Given an integer N, the task is to count all possible strings of length N consisting of vowels {a, e, i, o, u} that can be formed such that each string is sorted in lexicographical order.

Examples:

Input: N = 2
Output: 15
Explanation: The strings of length 2 which are sorted in lexicographical order are [“aa”, “ae”, “ai”, “ao”, “au”, “ee”, “ei”, “eo”, “eu”, “ii”, “io”, “iu”, “oo”, “ou”, “uu”].

Input: N = 1
Output: 5
Explanation: The strings of length 1 which are sorted in lexicographical order are [“a”, “e”, “i”, “o”, “u”].

Naive Approach: The simplest approach is to generate all possible strings of length N such that each string is sorted in lexicographical order. Print the count obtained after completing the steps. 

Recursive Approach: Keep track of the vowel added to the string so that the next vowel added to the string is always Lexicographically greater.

C++




// C++ program to illustrate Count of N-length strings
// consisting only of vowels sorted lexicographically
 
#include <iostream>
using namespace std;
// to keep the string in lexicographically sorted order use
// start index
// to add the vowels starting the from that index
int countstrings(int n, int start)
{
    // base case: if string length is 0 add to the count
    if (n == 0) {
        return 1;
    }
    int cnt = 0;
    // if last character in string is 'e'
    // add vowels starting from  'e'
    // i.e    'e','i','o','u'
    for (int i = start; i < 5; i++) {
        // decrease the length of string
        cnt += countstrings(n - 1, i);
    }
    return cnt;
}
int countVowelStrings(int n)
{
    //  char arr[5]={'a','e','i','o','u'};
    // starting from index 0 add the vowels to strings
    return countstrings(n, 0);
}
int main()
{
    int n = 2;
    cout << countVowelStrings(n);
    return 0;
}
// This code is contributed by Deepak Chowdary


C




#include <stdio.h>
// to keep the string in lexicographically sorted order use
// start index
// to add the vowels starting the from that index
int countstrings(int n, int start)
{
    // base case: if string length is 0 add to the count
    if (n == 0) {
        return 1;
    }
    int cnt = 0;
    // if last character in string is 'e'
    // add vowels starting from  'e'
    // i.e    'e','i','o','u'
    for (int i = start; i < 5; i++) {
        // decrease the length of string
        cnt += countstrings(n - 1, i);
    }
    return cnt;
}
int countVowelStrings(int n)
{
    //  char arr[5]={'a','e','i','o','u'};
    // starting from index 0 add the vowels to strings
    return countstrings(n, 0);
}
//driver code
int main() {
 
    int n = 2;
    printf("%d",countVowelStrings(n));
    return 0;
}
 
// This code is contributed by thecodealpha.


Java




// Java program to illustrate Count of N-length strings
// consisting only of vowels sorted lexicographically
import java.util.*;
public class Main
{
   
    // to keep the string in lexicographically sorted order use
    // start index
    // to add the vowels starting the from that index
    static int countstrings(int n, int start)
    {
        
        // base case: if string length is 0 add to the count
        if (n == 0) {
            return 1;
        }
        int cnt = 0;
        
        // if last character in string is 'e'
        // add vowels starting from  'e'
        // i.e    'e','i','o','u'
        for (int i = start; i < 5; i++)

Rows from a pointing dataset:
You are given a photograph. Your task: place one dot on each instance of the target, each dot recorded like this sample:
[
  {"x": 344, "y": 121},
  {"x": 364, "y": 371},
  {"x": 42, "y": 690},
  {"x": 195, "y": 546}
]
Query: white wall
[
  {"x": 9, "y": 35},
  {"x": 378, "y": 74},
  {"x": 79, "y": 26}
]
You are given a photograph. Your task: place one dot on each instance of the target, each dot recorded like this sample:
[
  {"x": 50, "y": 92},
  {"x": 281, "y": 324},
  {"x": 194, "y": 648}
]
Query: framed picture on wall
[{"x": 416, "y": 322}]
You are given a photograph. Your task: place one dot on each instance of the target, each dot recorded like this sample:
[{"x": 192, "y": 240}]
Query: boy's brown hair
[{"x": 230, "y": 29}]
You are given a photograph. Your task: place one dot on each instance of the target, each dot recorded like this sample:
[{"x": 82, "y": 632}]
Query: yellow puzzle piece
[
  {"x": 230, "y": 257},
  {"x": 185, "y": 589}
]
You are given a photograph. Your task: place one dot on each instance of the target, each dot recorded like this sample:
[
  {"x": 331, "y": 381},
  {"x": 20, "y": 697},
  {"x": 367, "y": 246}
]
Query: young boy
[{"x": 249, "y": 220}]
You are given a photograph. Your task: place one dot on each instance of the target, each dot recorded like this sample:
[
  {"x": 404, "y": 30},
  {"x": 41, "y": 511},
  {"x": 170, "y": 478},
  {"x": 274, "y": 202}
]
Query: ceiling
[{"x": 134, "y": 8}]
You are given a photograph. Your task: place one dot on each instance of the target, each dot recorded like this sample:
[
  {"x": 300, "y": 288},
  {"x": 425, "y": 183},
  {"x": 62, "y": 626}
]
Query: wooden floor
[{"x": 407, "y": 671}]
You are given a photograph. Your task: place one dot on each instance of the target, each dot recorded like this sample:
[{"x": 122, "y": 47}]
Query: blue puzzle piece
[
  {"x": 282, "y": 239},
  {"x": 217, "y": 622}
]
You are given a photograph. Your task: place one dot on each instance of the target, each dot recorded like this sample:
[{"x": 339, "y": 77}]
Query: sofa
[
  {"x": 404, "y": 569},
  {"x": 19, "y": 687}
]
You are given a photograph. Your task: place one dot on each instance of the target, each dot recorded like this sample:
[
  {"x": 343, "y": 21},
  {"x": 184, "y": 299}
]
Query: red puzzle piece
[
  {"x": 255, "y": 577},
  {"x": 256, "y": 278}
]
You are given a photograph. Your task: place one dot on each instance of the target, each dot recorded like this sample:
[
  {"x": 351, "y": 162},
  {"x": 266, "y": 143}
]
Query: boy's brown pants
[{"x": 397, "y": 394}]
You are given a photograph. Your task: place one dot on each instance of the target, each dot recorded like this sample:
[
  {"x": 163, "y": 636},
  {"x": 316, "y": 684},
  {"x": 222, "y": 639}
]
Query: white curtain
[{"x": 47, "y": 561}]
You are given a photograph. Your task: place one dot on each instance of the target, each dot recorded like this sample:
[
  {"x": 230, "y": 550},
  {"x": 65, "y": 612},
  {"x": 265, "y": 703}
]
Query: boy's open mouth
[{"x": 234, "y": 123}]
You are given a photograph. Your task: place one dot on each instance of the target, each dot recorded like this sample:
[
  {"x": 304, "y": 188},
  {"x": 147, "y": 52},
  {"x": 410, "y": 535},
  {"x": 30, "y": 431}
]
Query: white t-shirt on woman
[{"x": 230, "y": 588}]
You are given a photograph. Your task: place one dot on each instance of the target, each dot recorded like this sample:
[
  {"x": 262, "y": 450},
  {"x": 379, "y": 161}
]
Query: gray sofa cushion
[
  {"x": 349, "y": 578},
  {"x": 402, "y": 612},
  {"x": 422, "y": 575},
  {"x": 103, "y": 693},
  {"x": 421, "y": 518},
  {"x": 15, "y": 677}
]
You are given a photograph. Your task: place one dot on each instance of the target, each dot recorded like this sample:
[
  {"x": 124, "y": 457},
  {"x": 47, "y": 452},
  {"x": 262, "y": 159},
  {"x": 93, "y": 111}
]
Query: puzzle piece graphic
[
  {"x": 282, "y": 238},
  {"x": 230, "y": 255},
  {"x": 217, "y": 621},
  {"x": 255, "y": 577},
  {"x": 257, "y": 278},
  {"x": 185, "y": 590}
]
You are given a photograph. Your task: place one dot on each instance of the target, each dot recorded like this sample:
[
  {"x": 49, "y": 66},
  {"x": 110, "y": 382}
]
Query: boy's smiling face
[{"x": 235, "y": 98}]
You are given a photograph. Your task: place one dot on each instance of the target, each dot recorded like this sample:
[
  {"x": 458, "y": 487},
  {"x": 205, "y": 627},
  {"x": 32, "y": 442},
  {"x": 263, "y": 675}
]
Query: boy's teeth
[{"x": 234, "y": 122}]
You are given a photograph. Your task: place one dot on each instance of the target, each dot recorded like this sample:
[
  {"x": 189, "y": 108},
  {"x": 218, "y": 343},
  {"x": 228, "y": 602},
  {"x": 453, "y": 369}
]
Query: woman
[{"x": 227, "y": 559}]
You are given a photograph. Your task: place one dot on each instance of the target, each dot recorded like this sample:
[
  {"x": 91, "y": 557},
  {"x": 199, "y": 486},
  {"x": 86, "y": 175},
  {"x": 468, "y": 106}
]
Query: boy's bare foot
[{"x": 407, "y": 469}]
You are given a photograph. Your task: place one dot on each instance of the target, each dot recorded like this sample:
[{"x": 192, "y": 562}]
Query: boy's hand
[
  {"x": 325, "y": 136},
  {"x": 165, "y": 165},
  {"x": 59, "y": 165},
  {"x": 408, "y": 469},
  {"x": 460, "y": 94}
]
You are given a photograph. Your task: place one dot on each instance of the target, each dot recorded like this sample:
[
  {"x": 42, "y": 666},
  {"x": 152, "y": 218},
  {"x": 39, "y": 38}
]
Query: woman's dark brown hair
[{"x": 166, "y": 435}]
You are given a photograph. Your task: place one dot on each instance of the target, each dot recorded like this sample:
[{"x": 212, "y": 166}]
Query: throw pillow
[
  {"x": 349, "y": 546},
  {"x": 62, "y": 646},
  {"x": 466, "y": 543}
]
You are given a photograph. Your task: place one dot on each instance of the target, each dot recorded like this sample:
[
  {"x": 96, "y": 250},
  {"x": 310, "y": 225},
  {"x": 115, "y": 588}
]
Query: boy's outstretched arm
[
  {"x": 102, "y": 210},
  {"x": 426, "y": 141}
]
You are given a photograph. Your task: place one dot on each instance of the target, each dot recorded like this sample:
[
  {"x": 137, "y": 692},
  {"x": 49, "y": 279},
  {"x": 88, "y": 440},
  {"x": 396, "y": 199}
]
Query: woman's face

- **PROBLEM TO SOLVE**
Could you write what comes next in the article on counting sorted vowel strings, picking up right after its final line?

- **TASK ANSWER**
        {
            
            // decrease the length of string
            cnt += countstrings(n - 1, i);
        }
        return cnt;
    }
    static int countVowelStrings(int n)
    {
        
        //  char arr[5]={'a','e','i','o','u'};
        // starting from index 0 add the vowels to strings
        return countstrings(n, 0);
    }
     
    public static void main(String[] args) {
        int n = 2;
        System.out.print(countVowelStrings(n));
    }
}
 
// This code is contributed by divyesh072019.


Python3




# Python3 program to illustrate Count of N-length strings
# consisting only of vowels sorted lexicographically
 
# to keep the string in lexicographically sorted order use
# start index
# to add the vowels starting the from that index
def countstrings(n, start):
   
    # base case: if string length is 0 add to the count
    if n == 0:
        return 1
    cnt = 0
     
    # if last character in string is 'e'
    # add vowels starting from  'e'
    # i.e    'e','i','o','u'
    for i in range(start, 5):
       
        # decrease the length of string
        cnt += countstrings(n - 1, i)
    return cnt
     
def countVowelStrings(n):
   
    #  char arr[5]={'a','e','i','o','u'};
    # starting from index 0 add the vowels to strings
    return countstrings(n, 0)
 
n = 2
print(countVowelStrings(n))
 
# This code is contributed by divyeshrabadiya07.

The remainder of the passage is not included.